Saved data entries:
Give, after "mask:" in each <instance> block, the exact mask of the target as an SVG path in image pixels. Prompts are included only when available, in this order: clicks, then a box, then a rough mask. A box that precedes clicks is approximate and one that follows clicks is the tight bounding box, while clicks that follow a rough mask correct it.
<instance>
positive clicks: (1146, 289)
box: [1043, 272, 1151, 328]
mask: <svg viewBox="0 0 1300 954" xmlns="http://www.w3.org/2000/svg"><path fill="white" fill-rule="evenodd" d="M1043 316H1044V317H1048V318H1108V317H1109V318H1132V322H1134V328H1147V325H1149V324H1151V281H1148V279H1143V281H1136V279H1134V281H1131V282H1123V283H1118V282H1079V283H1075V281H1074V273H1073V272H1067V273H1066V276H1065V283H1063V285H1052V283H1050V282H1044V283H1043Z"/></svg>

# EXERCISE GOAL
The answer should contain only the lines from the first line of the entries through the line holding "positive clicks: (1146, 289)", each exactly as written.

# SOLUTION TO THIS PROBLEM
Give, after "mask:" in each <instance> block, the exact mask of the target as an SVG path in image pixels. Prompts are included only when available, in this order: clicks, then a box, then a rough mask. A box that precedes clicks is approximate and one that follows clicks is the tight bounding box, while clicks that follow a rough mask correct it.
<instance>
positive clicks: (1146, 289)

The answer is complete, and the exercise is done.